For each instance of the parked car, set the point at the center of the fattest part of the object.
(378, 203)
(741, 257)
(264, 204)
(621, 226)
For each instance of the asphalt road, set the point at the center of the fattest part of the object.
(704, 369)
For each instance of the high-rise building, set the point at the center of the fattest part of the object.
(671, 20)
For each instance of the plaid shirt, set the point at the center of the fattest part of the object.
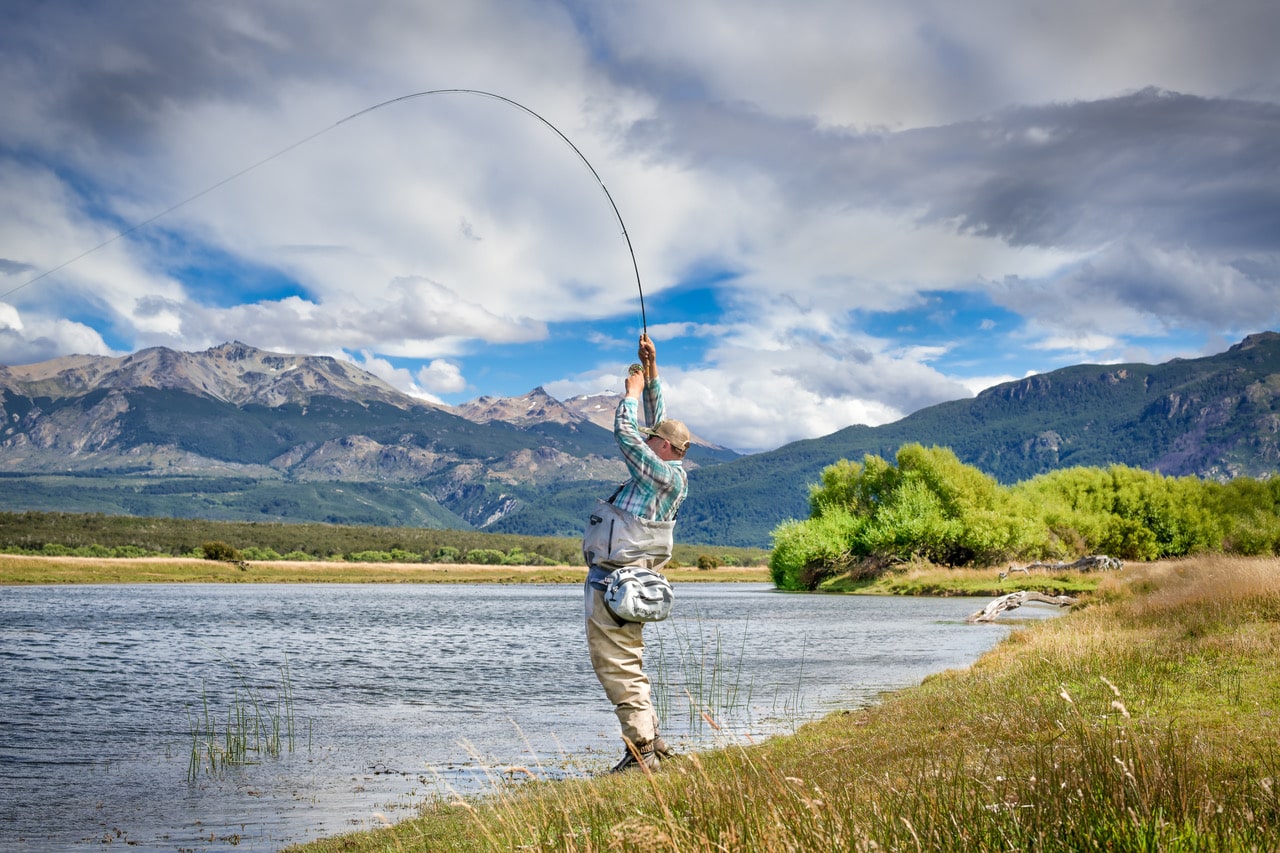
(657, 487)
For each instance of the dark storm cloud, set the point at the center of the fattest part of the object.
(1164, 168)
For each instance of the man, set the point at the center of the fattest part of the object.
(645, 506)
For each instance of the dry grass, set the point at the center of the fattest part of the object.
(28, 570)
(1146, 720)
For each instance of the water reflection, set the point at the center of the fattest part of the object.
(398, 692)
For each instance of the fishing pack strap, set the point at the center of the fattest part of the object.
(616, 538)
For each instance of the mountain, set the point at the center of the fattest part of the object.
(241, 433)
(233, 373)
(264, 420)
(1215, 418)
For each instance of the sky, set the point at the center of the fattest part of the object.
(839, 211)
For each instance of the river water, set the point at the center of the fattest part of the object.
(379, 697)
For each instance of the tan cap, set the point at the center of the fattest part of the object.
(672, 430)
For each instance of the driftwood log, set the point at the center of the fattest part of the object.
(1013, 601)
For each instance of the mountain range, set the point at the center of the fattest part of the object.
(241, 433)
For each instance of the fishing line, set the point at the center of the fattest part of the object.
(644, 322)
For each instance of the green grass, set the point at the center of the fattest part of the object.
(28, 570)
(926, 579)
(256, 725)
(1143, 720)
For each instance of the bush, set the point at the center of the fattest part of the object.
(220, 551)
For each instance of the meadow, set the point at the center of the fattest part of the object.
(1146, 719)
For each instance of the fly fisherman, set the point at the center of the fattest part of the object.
(641, 516)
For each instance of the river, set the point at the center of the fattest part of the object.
(378, 697)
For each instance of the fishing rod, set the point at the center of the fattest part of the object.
(644, 322)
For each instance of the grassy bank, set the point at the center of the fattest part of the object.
(1146, 719)
(28, 570)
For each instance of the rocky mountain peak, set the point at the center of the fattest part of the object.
(233, 373)
(536, 406)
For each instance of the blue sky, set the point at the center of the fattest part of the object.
(841, 213)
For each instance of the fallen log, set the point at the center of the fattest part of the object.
(1013, 601)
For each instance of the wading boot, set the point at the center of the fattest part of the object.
(640, 753)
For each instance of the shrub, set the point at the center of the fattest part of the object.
(220, 551)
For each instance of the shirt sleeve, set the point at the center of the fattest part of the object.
(641, 461)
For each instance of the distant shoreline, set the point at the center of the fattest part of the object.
(26, 570)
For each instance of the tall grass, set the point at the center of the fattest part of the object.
(256, 725)
(699, 676)
(1143, 720)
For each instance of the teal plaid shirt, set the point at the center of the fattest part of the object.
(657, 487)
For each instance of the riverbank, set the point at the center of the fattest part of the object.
(1144, 719)
(35, 570)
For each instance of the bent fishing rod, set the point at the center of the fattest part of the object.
(644, 322)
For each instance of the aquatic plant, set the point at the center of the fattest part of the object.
(256, 725)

### Challenge:
Edit the data above by replacing "fattest part" with "widest part" wherever it appears and keeping everything else unchanged. Leave out the pictures.

### Written reply:
For each instance of the parked car, set the point at the center of the widest part of the object.
(378, 203)
(741, 257)
(264, 204)
(621, 226)
For each instance of the asphalt road, set the point at the center of the widest part of the object.
(704, 369)
For each instance of the high-rise building, set the point at the center of the widest part of the object.
(671, 20)
For each instance of the plaid shirt, set the point at the center of the widest part of the object.
(657, 487)
For each instance of the dark storm cloud, set the point at the center of the widest part of the object.
(1164, 168)
For each instance of the man, set the point at the center of the widest part of the object.
(645, 506)
For each instance of the dry grass, set the point at the center of the widest part of the object.
(28, 570)
(1146, 720)
For each instance of the water reflection, set the point at the center of the widest part of the object.
(398, 692)
For each instance of the fishing pack strap, set the point at the center of the widest part of the object.
(616, 538)
For each instance of the mountain, set the point at the center of the widest part of the object.
(241, 433)
(233, 373)
(264, 420)
(1215, 418)
For each instance of the sky, set the point at the center of the widest part of the object.
(839, 211)
For each instance of the river water, set the point at the center of the widest part of the object.
(379, 697)
For each instance of the tan cap, set the point at the center of the widest part of the object.
(672, 430)
For each instance of the driftwood log, set the point at the center of the widest part of the object.
(1013, 601)
For each instance of the mountain range, set the point at the center of the widest part of the object.
(241, 433)
For each instance of the fishing line, set the point at the center of the widest part of the object.
(644, 322)
For each instance of the green grass, set the point at the center of the widest part of the object.
(28, 570)
(926, 579)
(256, 725)
(1143, 720)
For each instance of the bush, set the point at the center of the widest part of the object.
(220, 551)
For each instance of the meadow, set the point at the center of the widest part of the object.
(1146, 719)
For each instance of the fly fisherman, set the point at the center of the widest part of the object.
(641, 516)
For each instance of the river, set the point at the center of the widest part of the object.
(378, 697)
For each instance of the fishing rod, set the point at the center of the widest part of the object.
(644, 322)
For each instance of the grassy bank, set the point at the center of the widest part of the object.
(1146, 719)
(28, 570)
For each instance of the rocky mountain peak, set the point at the center of the widest part of the object.
(233, 373)
(536, 406)
For each instance of the blue sky, set the point at the center of the widest part of the object.
(841, 213)
For each instance of the fallen log, set the point at the center of the widest part of the object.
(1013, 601)
For each instance of the wading boot, set the point at the center of the widest part of the object.
(640, 753)
For each instance of the shrub, set the point at the center of the widest part of the object.
(220, 551)
For each instance of the shirt sleeve, set the point at the center of the widest part of the object.
(641, 461)
For each instance of the distant shoreline, set the point at the center of the widest part of the object.
(26, 570)
For each instance of the tall grass, set the point at the center of the widest part of the object.
(256, 725)
(699, 676)
(1143, 720)
For each instance of the teal plaid shirt, set the point at the center of the widest part of the object.
(657, 487)
For each instance of the riverbank, set the point at the center of the widest part of the object.
(1144, 719)
(35, 570)
For each instance of the bent fishing rod, set the point at the center of the widest part of the object.
(644, 322)
For each instance of the aquatic plant, set the point at the center of the widest part of the object.
(256, 725)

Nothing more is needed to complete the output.